Variables are classified into two broad categories. A categorical variable (also called a qualitative variable) takes on values that represent groups or categories, such as “region” (North, South, East, West) or “product type” (A, B, C). A numerical variable (quantitative variable) holds numbers that can be measured or counted, such as “sales revenue” or “units sold”. Numerical variables are further divided into discrete (countable values like number of visits) and continuous (measurable values like time spent on a website).

Population, Sample, and Sampling Methods The population is the entire set of items or individuals that an analyst wishes to study. In practice, accessing the whole population is often impossible, so a sample is drawn. A sample should be representative so that conclusions can be generalized. Common sampling techniques include simple random sampling, where each member has an equal chance of selection; stratified sampling, which divides the population into homogeneous sub‑groups (strata) and samples each stratum proportionally; and cluster sampling, where clusters of units (such as stores or schools) are randomly selected and all members within chosen clusters are surveyed.

- _CHALLENGES_
a - Locate each line of the listing that contains the word "jacket", and copy those lines in full.
b - Extend the passage on variables and sampling, picking up after its final sentence.
The passage on variables and sampling and the listing come from separate, unrelated sources.

- _THE RECORDS_
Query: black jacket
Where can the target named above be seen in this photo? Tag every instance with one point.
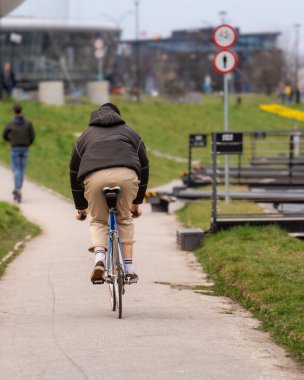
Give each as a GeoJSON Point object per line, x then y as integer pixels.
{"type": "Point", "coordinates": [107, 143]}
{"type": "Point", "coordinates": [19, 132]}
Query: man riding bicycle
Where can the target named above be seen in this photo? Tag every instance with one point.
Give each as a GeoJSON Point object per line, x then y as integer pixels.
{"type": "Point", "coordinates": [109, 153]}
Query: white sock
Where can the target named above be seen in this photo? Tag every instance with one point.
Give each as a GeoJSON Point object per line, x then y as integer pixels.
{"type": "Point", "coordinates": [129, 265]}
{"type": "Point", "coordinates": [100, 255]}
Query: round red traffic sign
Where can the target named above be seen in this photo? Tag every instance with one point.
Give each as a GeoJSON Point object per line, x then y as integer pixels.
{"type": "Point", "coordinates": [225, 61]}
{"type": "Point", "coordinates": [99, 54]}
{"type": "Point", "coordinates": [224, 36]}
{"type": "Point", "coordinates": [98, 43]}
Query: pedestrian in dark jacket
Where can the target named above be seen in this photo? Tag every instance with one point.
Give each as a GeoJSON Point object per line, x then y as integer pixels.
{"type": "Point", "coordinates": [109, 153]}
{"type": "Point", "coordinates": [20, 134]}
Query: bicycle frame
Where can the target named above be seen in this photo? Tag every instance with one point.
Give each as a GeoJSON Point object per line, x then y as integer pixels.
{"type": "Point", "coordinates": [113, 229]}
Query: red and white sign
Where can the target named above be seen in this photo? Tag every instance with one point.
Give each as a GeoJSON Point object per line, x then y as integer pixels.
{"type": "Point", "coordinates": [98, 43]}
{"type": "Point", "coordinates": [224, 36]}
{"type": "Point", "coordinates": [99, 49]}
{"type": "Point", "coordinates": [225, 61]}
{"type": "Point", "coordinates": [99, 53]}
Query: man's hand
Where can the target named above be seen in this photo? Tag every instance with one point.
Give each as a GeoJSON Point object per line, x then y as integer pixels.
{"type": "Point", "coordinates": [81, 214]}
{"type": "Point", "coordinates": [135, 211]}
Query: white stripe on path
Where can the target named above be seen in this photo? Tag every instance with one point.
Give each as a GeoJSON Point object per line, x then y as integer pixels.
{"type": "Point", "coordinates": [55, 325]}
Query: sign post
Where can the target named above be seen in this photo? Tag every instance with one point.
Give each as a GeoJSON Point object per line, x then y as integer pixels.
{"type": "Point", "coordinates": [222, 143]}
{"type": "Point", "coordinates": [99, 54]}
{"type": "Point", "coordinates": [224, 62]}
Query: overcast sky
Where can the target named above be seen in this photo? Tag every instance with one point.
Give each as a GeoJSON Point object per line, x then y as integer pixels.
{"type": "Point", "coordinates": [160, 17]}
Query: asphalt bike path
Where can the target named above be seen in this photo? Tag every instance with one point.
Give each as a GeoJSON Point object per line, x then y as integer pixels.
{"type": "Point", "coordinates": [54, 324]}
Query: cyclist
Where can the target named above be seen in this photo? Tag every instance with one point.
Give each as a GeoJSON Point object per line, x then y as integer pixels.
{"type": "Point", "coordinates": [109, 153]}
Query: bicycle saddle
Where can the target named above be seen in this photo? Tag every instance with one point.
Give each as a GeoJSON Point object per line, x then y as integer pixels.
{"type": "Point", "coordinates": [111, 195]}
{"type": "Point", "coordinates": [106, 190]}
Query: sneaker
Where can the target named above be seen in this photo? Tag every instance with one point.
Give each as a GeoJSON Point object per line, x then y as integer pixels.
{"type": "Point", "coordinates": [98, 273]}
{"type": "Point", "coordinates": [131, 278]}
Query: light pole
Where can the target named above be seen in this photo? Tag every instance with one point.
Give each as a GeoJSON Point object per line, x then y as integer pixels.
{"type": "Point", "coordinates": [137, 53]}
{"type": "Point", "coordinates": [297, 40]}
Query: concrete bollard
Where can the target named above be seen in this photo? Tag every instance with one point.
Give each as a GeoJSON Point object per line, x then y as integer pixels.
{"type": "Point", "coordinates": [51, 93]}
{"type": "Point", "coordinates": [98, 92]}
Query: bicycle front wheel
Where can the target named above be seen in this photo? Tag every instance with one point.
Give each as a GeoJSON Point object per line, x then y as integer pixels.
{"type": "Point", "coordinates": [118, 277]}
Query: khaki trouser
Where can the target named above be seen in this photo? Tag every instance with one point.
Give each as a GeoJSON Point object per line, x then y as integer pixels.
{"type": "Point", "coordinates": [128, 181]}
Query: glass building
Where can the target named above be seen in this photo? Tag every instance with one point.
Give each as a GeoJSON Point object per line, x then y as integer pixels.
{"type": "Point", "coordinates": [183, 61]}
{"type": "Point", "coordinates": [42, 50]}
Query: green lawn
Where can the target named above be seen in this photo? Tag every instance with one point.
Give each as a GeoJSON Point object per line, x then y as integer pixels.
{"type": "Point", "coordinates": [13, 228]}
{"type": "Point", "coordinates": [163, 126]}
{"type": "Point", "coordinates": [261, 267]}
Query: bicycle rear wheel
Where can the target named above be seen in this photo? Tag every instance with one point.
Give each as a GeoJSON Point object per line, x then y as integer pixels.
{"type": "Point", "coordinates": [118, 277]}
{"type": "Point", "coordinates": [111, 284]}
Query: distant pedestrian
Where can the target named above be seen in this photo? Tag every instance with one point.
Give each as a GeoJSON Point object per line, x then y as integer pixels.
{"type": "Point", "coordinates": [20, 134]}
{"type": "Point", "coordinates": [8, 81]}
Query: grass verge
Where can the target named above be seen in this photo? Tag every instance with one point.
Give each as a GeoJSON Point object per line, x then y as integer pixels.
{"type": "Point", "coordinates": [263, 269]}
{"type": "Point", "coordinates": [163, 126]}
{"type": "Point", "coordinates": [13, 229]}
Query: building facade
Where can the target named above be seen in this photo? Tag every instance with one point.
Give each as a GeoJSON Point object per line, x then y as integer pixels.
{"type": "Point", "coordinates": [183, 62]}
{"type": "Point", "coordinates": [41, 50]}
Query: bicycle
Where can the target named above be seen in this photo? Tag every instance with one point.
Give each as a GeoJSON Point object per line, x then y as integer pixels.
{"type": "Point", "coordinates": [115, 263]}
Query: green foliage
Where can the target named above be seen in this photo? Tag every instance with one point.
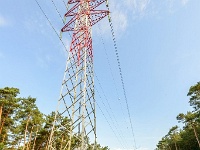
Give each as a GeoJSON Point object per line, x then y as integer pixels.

- _RESULTS_
a -
Query: black jacket
Query: pedestrian in dark jacket

b -
Descriptive Statistics – Summarising Data Descriptive statistics provide a snapshot of the data’s central tendency, spread, and shape. The mean (average) is calculated by summing all values of a variable and dividing by the number of observations. The median is the middle value when observations are ordered, and the mode is the most frequently occurring value.

The standard deviation measures the average distance of observations from the mean, indicating variability. Its square, the variance, is useful in statistical modelling. A low standard deviation suggests that data points are clustered close to the mean, whereas a high standard deviation indicates wide dispersion.

The shape of a distribution is described by skewness (asymmetry) and kurtosis (tailedness). A distribution with a long right tail is said to be positively skewed. The classic normal distribution (bell curve) is symmetric, with skewness of zero and kurtosis of three.

Outliers are observations that lie far from the rest of the data. They may signal data entry errors, measurement anomalies, or genuine extreme cases. Detecting outliers typically involves visual tools such as boxplots or statistical rules (e.G., Values beyond 1.5 × IQR).

Relationships Between Variables The strength and direction of a linear relationship between two numerical variables are quantified by the correlation coefficient (Pearson’s r). A value close to +1 indicates a strong positive relationship; close to –1 indicates a strong negative relationship; and near 0 suggests little or no linear association.

Correlation does not imply causation. Causal inference requires additional evidence, such as experimental design, temporal precedence, or domain knowledge. For example, a rise in ice‑cream sales may be correlated with higher rates of sunburn, but buying ice‑cream does not cause sunburn.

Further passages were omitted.